→ **Excerpted data**
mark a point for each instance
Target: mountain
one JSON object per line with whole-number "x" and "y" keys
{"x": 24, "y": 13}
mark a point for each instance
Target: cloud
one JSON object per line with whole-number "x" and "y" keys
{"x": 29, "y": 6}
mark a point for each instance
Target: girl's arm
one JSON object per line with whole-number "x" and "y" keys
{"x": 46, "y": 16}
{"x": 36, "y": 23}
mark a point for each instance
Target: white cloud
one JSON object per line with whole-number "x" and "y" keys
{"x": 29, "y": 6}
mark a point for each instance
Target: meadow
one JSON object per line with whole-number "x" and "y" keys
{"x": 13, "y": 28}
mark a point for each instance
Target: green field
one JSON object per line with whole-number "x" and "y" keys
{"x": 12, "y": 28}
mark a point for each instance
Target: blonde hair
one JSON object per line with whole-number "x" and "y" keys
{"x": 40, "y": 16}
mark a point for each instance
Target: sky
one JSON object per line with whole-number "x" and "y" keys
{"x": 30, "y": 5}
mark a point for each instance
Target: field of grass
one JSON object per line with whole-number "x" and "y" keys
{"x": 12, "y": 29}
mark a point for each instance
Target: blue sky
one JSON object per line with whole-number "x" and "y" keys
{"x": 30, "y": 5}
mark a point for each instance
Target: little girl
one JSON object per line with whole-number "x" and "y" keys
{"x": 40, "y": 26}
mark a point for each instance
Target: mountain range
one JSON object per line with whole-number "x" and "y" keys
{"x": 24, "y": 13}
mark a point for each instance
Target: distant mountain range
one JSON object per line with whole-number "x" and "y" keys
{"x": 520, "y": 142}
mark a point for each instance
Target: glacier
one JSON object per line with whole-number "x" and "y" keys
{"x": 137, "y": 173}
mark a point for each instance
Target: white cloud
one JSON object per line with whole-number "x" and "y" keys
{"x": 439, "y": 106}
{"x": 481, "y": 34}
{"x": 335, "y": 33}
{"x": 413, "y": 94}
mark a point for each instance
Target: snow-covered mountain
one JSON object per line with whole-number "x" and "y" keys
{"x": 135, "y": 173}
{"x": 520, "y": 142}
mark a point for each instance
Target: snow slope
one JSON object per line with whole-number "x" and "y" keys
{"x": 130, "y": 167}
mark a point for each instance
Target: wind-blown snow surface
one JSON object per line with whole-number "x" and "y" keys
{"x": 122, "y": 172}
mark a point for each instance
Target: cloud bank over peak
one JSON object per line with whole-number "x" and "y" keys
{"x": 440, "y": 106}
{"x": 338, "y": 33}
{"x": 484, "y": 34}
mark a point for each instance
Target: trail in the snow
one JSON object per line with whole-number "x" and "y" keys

→ **Problem details**
Retype the whole listing above exactly.

→ **Exercise answer**
mark a point for each instance
Target: mountain
one JSON object per line with whole-number "x" and "y" keys
{"x": 24, "y": 13}
mark a point for each instance
Target: cloud
one JSON object per line with whole-number "x" and "y" keys
{"x": 29, "y": 6}
mark a point for each instance
Target: girl's arm
one JSON object per line with whole-number "x" and "y" keys
{"x": 46, "y": 16}
{"x": 36, "y": 23}
mark a point for each instance
Target: white cloud
one JSON object per line with whole-number "x" and "y" keys
{"x": 29, "y": 6}
mark a point for each instance
Target: meadow
one JSON object per line with whole-number "x" and "y" keys
{"x": 13, "y": 28}
mark a point for each instance
Target: green field
one JSON object per line with whole-number "x" and "y" keys
{"x": 12, "y": 28}
mark a point for each instance
Target: blonde hair
one JSON object per line with whole-number "x" and "y" keys
{"x": 40, "y": 16}
mark a point for each instance
Target: sky
one JSON object per line with whole-number "x" and "y" keys
{"x": 30, "y": 5}
mark a point for each instance
Target: field of grass
one JSON object per line with whole-number "x" and "y" keys
{"x": 12, "y": 29}
mark a point for each instance
Target: blue sky
one JSON object per line with whole-number "x" and "y" keys
{"x": 30, "y": 5}
mark a point for each instance
Target: little girl
one JSON object per line with whole-number "x" and "y" keys
{"x": 40, "y": 26}
mark a point for each instance
Target: mountain range
one JSON object per line with whole-number "x" and "y" keys
{"x": 24, "y": 13}
mark a point for each instance
Target: distant mountain range
one JSON object per line with whole-number "x" and "y" keys
{"x": 520, "y": 142}
mark a point for each instance
Target: glacier
one JSON object per line with whole-number "x" and "y" keys
{"x": 137, "y": 173}
mark a point for each instance
Target: white cloud
one JSON object per line with whole-number "x" and "y" keys
{"x": 439, "y": 106}
{"x": 481, "y": 34}
{"x": 335, "y": 33}
{"x": 413, "y": 94}
mark a point for each instance
Target: snow-covered mountain
one JSON object per line with whole-number "x" and "y" keys
{"x": 135, "y": 173}
{"x": 520, "y": 142}
mark a point for each instance
Target: snow slope
one JSON object per line with whole-number "x" and "y" keys
{"x": 130, "y": 167}
mark a point for each instance
Target: wind-blown snow surface
one JSON object per line with whole-number "x" and "y" keys
{"x": 122, "y": 172}
mark a point for each instance
Target: cloud bank over peak
one JSON object per line with whole-number "x" and "y" keys
{"x": 440, "y": 106}
{"x": 338, "y": 33}
{"x": 484, "y": 34}
mark a point for each instance
Target: trail in the snow
one JSON object per line with whole-number "x" and "y" keys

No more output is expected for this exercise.